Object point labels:
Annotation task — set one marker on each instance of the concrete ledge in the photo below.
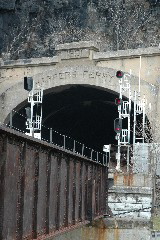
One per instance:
(126, 223)
(130, 53)
(30, 62)
(125, 189)
(78, 45)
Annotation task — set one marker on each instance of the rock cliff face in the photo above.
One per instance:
(32, 28)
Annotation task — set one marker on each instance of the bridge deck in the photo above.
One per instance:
(45, 190)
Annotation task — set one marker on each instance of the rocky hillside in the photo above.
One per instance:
(32, 28)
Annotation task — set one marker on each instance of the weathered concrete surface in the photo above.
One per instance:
(105, 232)
(33, 28)
(77, 63)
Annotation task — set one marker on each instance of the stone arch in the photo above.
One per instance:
(102, 77)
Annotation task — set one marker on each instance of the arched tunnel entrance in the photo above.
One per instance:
(83, 112)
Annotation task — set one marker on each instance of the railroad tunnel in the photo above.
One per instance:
(82, 112)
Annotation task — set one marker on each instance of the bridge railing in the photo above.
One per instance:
(46, 190)
(52, 136)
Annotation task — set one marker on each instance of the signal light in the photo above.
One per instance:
(28, 112)
(28, 83)
(119, 74)
(118, 101)
(118, 125)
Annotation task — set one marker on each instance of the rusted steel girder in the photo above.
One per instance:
(45, 190)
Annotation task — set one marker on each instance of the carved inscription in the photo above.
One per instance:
(75, 53)
(76, 75)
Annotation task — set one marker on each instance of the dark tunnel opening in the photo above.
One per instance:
(84, 113)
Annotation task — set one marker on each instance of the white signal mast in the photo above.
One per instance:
(34, 112)
(124, 110)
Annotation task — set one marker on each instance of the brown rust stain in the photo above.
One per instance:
(101, 234)
(128, 179)
(115, 178)
(116, 234)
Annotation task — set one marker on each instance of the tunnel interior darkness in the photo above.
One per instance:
(85, 113)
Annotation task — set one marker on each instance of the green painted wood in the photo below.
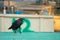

=== WHAT NEEDS TO BE DONE ===
Transfer the records starting with the line containing "stain in the photo above." and going on through the end of the records, including the lines that ask for markers, and add 80 to every coordinate in the answers. Leave the pictures out of your answer.

=== SOLUTION TO THE PROBLEM ===
Annotation task — set one marker on each instance of the brown rust stain in the photo above.
One per instance:
(181, 314)
(208, 259)
(195, 258)
(196, 314)
Annotation task — set one marker on each instance of the tunnel interior darkness in the photo above.
One per instance:
(165, 193)
Annotation task — set one marker on each instance of the green painted wood in the photo below.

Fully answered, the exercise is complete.